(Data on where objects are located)
------------

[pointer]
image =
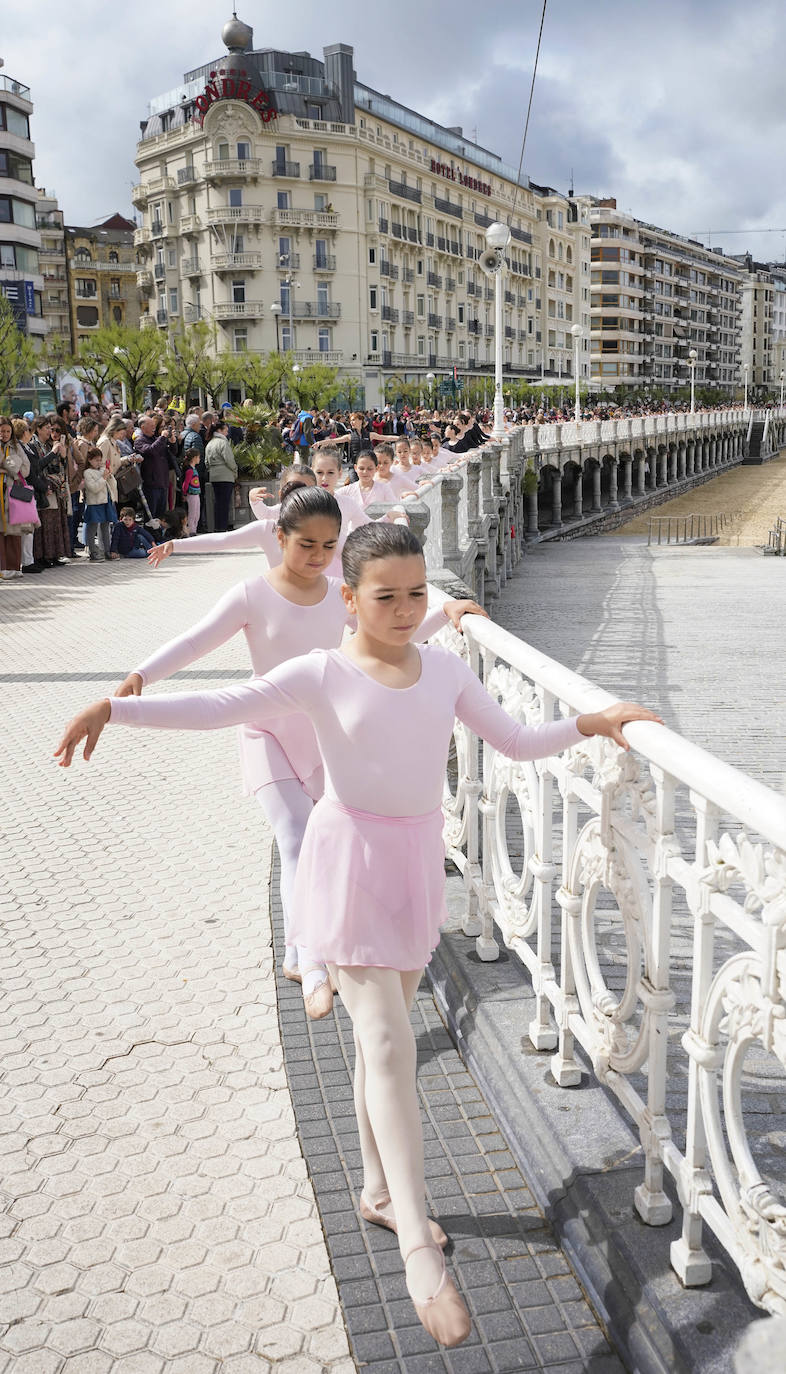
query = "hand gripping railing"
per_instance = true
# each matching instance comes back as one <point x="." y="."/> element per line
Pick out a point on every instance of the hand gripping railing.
<point x="661" y="842"/>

------------

**EXERCISE DESCRIPTION**
In the data above, rename "railing" to "handrail" everywhere and reproduce the lines with nothing else altered, leaving out the pictures.

**RESPONSE TO THE EXERCISE**
[pointer]
image =
query = "hand gripping handrail"
per_instance = true
# each matching instance comes back as one <point x="." y="."/> element per line
Pick out a point on every instance of the hand gripping handrail.
<point x="661" y="842"/>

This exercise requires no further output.